Avançant des avantages tels que la défense des intérêts du pays ou encore une influence sur le cours des évènements mondiaux, ces campagnes médiatiques tonitruantes visent avant tout un public jeune.
« Des campagnes de recrutement à grand renfort de bannière publicitaires »
Est-ce donc cela le nouveau visage de l’espionnage ? Des campagnes de recrutement à grand renfort de bannière publicitaires ? C’est la méthode que semblent avoir adoptés nos voisins anglophones.
Comme l’a avoué récemment le directeur général du MI5 (voisin du MI6) devant une commission parlementaire, « une partie des équipes actuelles » ne serait pas exactement les employés qu’il « envisage pour le futur ». L’organisme serait donc à la recherche de profils jeunes et dynamique, notamment dotés « d’agilité numérique ». Un plan de départs volontaires ou forcés a donc été mis sur pied, poussant à la porte les espions aux tempes grisonnantes et aux méthodes dépassées.
Désormais, en un simple clic, le citoyen lambda rêvant d’une carrière d’espion peut tenter sa chance.
Aucune statistique ni aucun retour n’a été communiqué à ce jour sur l’impact réel de telles campagnes. Il n’en reste pas moins que cela ne semble pas être l’orientation choisie par la DGSE.
Plus discrète, l’agence française de renseignement est toutefois présente dans certains forums de rencontre étudiants /entreprises organisés par des grandes écoles telles que Science Po où elle peut approcher des profils intéressants. Il paraitrait même que Science Po deviendrait « tendance » au sein de la DGSE…
« …il semble difficile pour le renseignement de se frayer un chemin vers la reconnaissance. »

#### DONNÉES FOURNIES:

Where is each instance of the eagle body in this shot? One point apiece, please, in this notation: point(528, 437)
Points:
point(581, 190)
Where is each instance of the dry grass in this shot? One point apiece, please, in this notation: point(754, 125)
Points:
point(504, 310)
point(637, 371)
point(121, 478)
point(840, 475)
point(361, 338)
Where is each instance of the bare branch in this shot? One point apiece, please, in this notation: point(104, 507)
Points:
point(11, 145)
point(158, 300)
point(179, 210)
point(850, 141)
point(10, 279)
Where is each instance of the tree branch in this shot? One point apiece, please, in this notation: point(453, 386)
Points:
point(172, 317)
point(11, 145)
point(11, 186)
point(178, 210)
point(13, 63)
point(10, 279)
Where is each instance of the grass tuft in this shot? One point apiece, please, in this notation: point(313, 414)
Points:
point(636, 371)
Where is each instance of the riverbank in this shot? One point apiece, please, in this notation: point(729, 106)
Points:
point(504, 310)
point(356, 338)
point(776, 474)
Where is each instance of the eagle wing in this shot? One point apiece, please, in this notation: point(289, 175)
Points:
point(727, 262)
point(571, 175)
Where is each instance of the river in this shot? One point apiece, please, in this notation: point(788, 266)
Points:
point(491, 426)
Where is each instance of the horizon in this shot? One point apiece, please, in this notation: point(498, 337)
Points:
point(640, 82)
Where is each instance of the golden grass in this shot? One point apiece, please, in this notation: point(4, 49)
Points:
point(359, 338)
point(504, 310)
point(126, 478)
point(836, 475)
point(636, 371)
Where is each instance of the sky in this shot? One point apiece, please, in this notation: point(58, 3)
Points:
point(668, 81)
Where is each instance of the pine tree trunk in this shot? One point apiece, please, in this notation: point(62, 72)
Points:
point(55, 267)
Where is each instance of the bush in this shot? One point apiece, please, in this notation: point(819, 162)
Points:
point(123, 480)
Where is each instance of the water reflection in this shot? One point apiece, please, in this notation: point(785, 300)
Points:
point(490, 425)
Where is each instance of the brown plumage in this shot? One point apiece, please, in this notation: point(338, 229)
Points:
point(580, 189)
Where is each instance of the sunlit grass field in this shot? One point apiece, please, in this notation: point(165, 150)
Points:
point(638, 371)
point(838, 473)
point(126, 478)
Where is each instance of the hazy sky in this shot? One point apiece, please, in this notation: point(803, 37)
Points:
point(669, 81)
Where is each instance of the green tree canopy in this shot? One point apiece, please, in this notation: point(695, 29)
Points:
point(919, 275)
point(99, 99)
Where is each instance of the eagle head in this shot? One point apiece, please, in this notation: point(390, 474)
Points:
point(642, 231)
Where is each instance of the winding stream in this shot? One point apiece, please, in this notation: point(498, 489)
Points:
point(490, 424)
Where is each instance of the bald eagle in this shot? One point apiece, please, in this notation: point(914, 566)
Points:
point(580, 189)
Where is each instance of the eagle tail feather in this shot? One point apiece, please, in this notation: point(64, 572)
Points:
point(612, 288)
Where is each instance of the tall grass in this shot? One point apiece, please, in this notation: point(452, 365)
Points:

#### TRAVAIL À FAIRE:
**1)** Les affirmations suivantes concordent-elles avec l'extrait sur le recrutement des services de renseignement ? Répondez par oui ou par non à chacune, en citant les mots décisifs de l'extrait : (a) le MI5 recherche des profils dotés d'agilité numérique ; (b) des statistiques sur l'impact réel de ces campagnes ont été publiées ; (c) la DGSE est présente dans certains forums réunissant étudiants et entreprises.
**2)** Selon l'extrait, pourquoi le MI5 a-t-il mis sur pied un plan de départs volontaires ou forcés ? Répondez en une à trois phrases.

#### RÉPONSES PAR CONSIGNE:
**1)**
(a) Oui : « notamment dotés « d’agilité numérique » ».
(b) Non : « Aucune statistique ni aucun retour n’a été communiqué à ce jour sur l’impact réel de telles campagnes. »
(c) Oui : « l’agence française de renseignement est toutefois présente dans certains forums de rencontre étudiants /entreprises ».

**2)** Devant une commission parlementaire, le directeur général du MI5 a reconnu qu'une partie des équipes actuelles ne correspondait pas aux employés qu'il envisage pour le futur. L'organisme recherche donc des profils jeunes et dynamiques, dotés d'agilité numérique. Le plan vise ainsi à pousser vers la sortie les espions aux tempes grisonnantes et aux méthodes dépassées.